> **Supplied text**
━━━━━━━━━━

This will be going to a group buy as soon as I have the production schedule.


----------



## RAW (Aug 11, 2005)

OK notice the surround on the LD25X tweeter.Look at the way the surround is shaped it should be ROUND.










This is the LD25X faceplate removed look at the surround machined relieve on the face plate. This area is one of many of the issues with these LD25X tweeters.









Now look at the KAXBLTWT new XBL^2 tweeter from MARK notice the ROUND surround that this tweeter shows and the LD25X tweeter does not.









These issues i just mentioned above just touch what is wrong with the LD25X , the faceplates opening radius differs from tweeter to tweeter in every aspect.The radius shape ,radius opening over all size as well as the height the tweeter sits in the face plate.

Then the motor is another issue..

Bring on the new XBL^2 motor tweeter Mark did.


----------



## 2010hummerguy (Oct 7, 2009)

Wow never realized it was so far off...can't Wait! Should be arriving any day now, looking forward to dropping them in. My new Clarion amp is laid back on the top end so should match the xbl2 brightness without faceplate nicely.


----------



## Nismo (Jan 10, 2010)

I'm looking forward to this. Didn't realize it was so close!

Eric


----------



## 2010hummerguy (Oct 7, 2009)

Nismo said:


> I'm looking forward to this. Didn't realize it was so close!
> 
> Eric


Let me know if you ever plan to sell your Wr125S mids


----------



## Weightless (May 5, 2005)

How low will these play?


----------



## Nismo (Jan 10, 2010)

Architect7 said:


> Let me know if you ever plan to sell your Wr125S mids


If Mark makes the 3" XBL mids, I may. I will warn you though, that I've been working to get the bucking mag off, so one is a bit ugly ATM.

Eric


----------



## mwmkravchenko (Oct 6, 2009)

> How low will these play?


Fs is around 800 hertz

But how low is usually about an octave higher. 1600 hertz. Is safe.

If you have steep crossover slopes you can do 1000 hertz. Steep is 4rth order ( 24db/octave) 




> If Mark makes the 3" XBL mids, I may. I will warn you though, that I've been working to get the bucking mag off, so one is a bit ugly ATM.
> 
> Eric


If Mark makes a 3 inch the Wr125 will be left in the dust. It is a problem looking for a solution. Beautiful design done very badly at the factory. Wrong magnet has always crippled that woofer. The motor strength was much lower than the design called for. I have a neo version that will be a real piece of work sitting and waiting to be prototyped. The problem with such a small woofer is that not to many OEM's are that interested in such a little driver. 

If you want some VWR125s I have a decent stock of them. Drop me a line and you can have them if you make me an offer. They are new. Tested but otherwise not used.

I sure am not going to use them.


----------



## 2010hummerguy (Oct 7, 2009)

mwmkravchenko said:


> If you want some VWR125s I have a decent stock of them. Drop me a line and you can have them if you make me an offer. They are new. Tested but otherwise not used.
> 
> I sure am not going to use them.


Cool, always looking for backups for my HT setup. Email on its way


----------



## Nismo (Jan 10, 2010)

Mark, my WR125s are likely to end up as rear fill, so it's not a major issue to me. At this point, replacing the 3" Faitals means I'm already planning to swap something I haven't even installed yet!  The allure of well-designed XBL in EVERY speaker in my car is quite tempting!

━━━━━━━━━━

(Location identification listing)
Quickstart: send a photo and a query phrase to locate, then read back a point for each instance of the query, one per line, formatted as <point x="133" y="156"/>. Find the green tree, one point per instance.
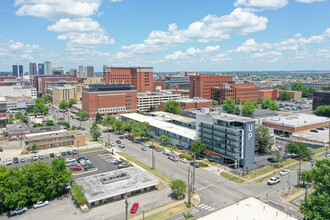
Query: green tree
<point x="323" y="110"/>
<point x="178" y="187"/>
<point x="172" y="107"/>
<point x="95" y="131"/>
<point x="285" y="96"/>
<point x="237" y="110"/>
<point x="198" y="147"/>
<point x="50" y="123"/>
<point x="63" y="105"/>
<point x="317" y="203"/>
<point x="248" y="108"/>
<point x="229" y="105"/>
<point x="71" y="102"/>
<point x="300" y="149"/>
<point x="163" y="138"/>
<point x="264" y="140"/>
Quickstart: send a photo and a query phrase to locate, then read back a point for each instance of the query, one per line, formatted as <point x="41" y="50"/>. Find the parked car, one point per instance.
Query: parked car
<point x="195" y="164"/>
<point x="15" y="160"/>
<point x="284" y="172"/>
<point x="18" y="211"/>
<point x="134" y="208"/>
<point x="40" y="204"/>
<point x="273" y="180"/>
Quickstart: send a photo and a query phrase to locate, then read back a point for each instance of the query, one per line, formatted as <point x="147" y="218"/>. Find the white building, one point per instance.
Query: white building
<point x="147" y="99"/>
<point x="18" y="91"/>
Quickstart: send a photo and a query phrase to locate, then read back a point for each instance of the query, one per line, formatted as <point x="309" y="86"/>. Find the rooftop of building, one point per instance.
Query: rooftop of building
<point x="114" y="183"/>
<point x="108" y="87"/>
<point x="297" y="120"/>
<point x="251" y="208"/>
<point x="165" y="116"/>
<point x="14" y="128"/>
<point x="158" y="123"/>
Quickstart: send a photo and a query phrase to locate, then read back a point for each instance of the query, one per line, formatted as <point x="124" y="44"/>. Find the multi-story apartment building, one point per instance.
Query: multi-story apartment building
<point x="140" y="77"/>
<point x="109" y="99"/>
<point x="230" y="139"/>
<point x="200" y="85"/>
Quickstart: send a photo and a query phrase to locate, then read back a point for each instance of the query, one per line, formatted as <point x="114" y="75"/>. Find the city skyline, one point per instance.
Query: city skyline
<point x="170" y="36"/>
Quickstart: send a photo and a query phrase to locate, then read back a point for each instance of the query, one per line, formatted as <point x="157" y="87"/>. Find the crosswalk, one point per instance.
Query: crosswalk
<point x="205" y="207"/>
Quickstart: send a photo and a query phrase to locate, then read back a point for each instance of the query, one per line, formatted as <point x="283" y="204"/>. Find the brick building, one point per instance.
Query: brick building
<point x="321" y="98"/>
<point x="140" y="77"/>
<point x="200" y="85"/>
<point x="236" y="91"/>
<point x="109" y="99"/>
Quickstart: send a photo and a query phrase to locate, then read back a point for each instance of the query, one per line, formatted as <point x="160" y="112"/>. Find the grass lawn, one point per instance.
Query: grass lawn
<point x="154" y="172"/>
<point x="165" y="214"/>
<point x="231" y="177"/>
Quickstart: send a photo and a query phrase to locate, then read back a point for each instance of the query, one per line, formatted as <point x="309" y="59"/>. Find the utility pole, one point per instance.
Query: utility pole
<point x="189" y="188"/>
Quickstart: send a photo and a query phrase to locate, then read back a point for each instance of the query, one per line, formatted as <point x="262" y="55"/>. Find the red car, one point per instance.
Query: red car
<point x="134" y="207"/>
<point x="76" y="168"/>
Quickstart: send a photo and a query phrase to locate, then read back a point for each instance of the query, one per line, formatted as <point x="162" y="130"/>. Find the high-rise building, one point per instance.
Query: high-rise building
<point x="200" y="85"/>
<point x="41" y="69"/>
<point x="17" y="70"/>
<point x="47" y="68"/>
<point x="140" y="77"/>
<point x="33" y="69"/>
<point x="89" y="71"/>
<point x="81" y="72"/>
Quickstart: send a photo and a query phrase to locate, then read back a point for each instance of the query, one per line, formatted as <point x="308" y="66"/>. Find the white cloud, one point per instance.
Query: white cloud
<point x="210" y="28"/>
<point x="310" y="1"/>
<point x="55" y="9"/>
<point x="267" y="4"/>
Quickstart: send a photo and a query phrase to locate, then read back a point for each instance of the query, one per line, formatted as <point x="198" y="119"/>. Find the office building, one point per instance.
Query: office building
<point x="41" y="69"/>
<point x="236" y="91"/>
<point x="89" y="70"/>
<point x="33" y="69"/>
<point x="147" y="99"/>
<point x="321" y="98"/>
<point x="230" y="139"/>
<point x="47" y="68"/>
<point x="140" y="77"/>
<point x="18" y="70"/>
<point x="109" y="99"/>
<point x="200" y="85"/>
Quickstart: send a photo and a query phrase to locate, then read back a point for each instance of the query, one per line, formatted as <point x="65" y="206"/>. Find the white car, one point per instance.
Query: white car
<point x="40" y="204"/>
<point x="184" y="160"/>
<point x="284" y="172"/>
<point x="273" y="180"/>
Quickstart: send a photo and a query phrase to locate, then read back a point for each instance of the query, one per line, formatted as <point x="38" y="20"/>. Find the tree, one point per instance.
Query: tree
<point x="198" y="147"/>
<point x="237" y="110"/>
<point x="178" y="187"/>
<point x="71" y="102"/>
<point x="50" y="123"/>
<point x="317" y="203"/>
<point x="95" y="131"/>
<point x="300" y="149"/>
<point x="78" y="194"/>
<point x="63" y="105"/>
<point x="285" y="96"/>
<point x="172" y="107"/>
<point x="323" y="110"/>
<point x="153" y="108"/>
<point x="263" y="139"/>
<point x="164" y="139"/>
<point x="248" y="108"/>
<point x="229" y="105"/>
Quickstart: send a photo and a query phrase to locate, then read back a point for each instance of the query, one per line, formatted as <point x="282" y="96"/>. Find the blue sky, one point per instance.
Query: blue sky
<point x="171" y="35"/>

━━━━━━━━━━

> **Jobs**
1) Update the forum thread starting at "Mark, my WR125s" and ending at "is quite tempting!", with "rear fill" changed to "front stage".
2) Find each line of the listing that contains the string "lawn" and copy it out.
The forum thread and the listing have no connection to each other.

> **Expected responses**
1)
Mark, my WR125s are likely to end up as front stage, so it's not a major issue to me. At this point, replacing the 3" Faitals means I'm already planning to swap something I haven't even installed yet!  The allure of well-designed XBL in EVERY speaker in my car is quite tempting!

2)
Quickstart: send a photo and a query phrase to locate, then read back a point for each instance of the query, one per line, formatted as <point x="160" y="112"/>. Find the grass lawn, one point per instance.
Query: grass lawn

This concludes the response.